> Exercise
List every line of the listing below that contains the string "foot", treating uppercase and lowercase as different.

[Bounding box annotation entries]

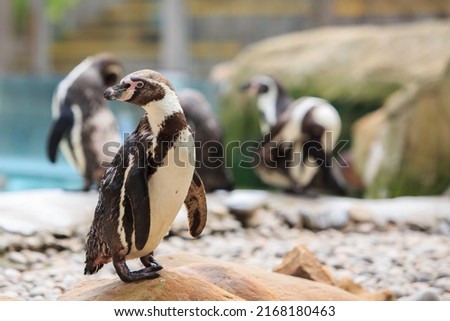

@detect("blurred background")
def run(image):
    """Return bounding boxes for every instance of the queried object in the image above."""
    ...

[0,0,450,197]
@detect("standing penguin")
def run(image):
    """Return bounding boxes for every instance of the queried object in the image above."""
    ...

[84,70,206,282]
[241,75,345,194]
[178,88,233,192]
[47,53,122,191]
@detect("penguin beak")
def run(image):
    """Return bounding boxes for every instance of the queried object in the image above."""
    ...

[239,82,252,91]
[239,81,259,96]
[103,83,131,101]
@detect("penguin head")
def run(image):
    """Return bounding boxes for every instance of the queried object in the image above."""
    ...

[240,75,280,131]
[104,69,175,107]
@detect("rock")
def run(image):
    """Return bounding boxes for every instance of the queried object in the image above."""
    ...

[402,290,440,301]
[0,190,98,235]
[174,263,279,301]
[337,278,396,301]
[0,295,19,301]
[59,253,358,301]
[58,270,241,301]
[273,245,335,285]
[225,190,269,225]
[8,252,28,265]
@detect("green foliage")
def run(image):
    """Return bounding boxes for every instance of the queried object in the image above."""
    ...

[12,0,82,27]
[45,0,81,22]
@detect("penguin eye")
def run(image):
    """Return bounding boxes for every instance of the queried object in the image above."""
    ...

[258,84,269,94]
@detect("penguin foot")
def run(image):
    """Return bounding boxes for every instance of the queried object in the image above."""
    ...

[140,252,163,272]
[113,258,159,283]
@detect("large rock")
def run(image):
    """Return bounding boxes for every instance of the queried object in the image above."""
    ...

[211,21,450,190]
[273,245,336,285]
[59,253,359,301]
[353,59,450,198]
[0,189,98,235]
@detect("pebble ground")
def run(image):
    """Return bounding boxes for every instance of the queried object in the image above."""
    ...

[0,205,450,300]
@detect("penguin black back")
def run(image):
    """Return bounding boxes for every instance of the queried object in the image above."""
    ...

[178,88,234,192]
[84,70,206,282]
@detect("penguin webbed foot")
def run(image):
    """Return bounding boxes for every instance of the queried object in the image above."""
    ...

[113,254,159,283]
[285,186,319,199]
[140,252,163,272]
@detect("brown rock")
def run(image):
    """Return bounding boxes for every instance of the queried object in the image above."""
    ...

[273,245,335,285]
[337,278,397,301]
[58,270,242,301]
[59,253,359,301]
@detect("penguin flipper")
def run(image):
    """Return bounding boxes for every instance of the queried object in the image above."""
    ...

[184,171,207,237]
[125,162,150,250]
[47,109,74,163]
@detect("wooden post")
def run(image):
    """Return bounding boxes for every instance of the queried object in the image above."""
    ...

[0,0,14,74]
[160,0,189,71]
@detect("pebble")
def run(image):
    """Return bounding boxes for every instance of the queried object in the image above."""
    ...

[0,193,450,301]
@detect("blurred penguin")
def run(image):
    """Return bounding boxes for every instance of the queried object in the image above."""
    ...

[47,53,123,191]
[178,88,233,192]
[241,75,345,194]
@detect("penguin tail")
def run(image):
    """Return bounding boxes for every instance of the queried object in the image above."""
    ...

[84,228,111,275]
[84,260,103,275]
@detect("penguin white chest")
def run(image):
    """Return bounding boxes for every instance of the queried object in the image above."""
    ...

[130,129,195,257]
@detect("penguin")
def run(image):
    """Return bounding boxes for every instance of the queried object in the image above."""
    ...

[47,53,122,191]
[178,88,234,193]
[241,75,345,195]
[84,69,207,282]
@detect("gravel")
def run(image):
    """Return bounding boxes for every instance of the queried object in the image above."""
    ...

[0,191,450,300]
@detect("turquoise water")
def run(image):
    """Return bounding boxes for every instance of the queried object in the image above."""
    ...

[0,76,211,191]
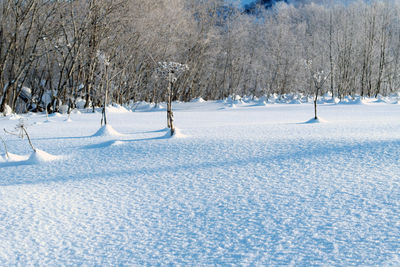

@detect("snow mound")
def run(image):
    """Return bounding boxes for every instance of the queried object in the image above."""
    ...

[305,118,327,124]
[92,124,123,137]
[27,149,62,164]
[165,128,187,139]
[3,104,12,116]
[7,111,21,121]
[107,105,129,113]
[0,152,29,162]
[191,97,206,103]
[153,104,165,110]
[49,112,62,118]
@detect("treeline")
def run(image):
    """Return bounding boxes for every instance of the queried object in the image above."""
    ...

[0,0,400,112]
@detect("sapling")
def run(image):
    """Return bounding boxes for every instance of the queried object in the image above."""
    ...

[0,137,10,159]
[156,62,189,136]
[306,59,330,120]
[4,119,36,152]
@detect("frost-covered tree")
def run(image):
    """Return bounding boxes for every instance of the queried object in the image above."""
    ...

[156,62,189,136]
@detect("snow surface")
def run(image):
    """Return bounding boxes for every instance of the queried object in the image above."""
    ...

[0,98,400,266]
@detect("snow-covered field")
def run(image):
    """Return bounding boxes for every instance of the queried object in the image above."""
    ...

[0,101,400,266]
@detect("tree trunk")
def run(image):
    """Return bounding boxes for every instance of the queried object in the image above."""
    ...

[167,73,175,136]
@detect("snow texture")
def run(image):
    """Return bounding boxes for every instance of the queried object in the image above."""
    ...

[0,98,400,266]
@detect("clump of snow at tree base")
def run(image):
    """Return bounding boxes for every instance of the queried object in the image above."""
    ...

[0,96,400,266]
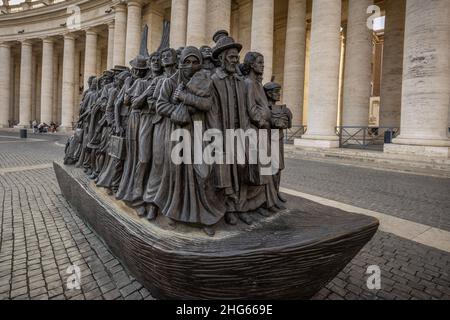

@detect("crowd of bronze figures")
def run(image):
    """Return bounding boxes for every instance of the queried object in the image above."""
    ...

[65,31,292,236]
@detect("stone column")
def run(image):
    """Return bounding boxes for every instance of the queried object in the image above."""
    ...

[107,23,114,69]
[186,0,209,47]
[113,4,128,65]
[283,0,306,125]
[170,0,188,49]
[206,0,231,45]
[41,38,54,124]
[380,0,406,128]
[125,1,142,65]
[83,29,98,88]
[295,0,341,148]
[61,34,75,131]
[342,0,373,126]
[18,40,33,128]
[0,43,12,128]
[251,0,274,83]
[385,0,450,157]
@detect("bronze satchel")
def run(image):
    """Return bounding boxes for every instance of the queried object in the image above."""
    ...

[109,136,125,160]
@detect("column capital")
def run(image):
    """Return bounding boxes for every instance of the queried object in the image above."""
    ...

[84,28,98,36]
[41,37,55,43]
[127,0,143,7]
[63,33,76,40]
[19,39,33,47]
[113,3,127,12]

> Correct output
@detect("penguin foot")
@detect("penguin webbed foot")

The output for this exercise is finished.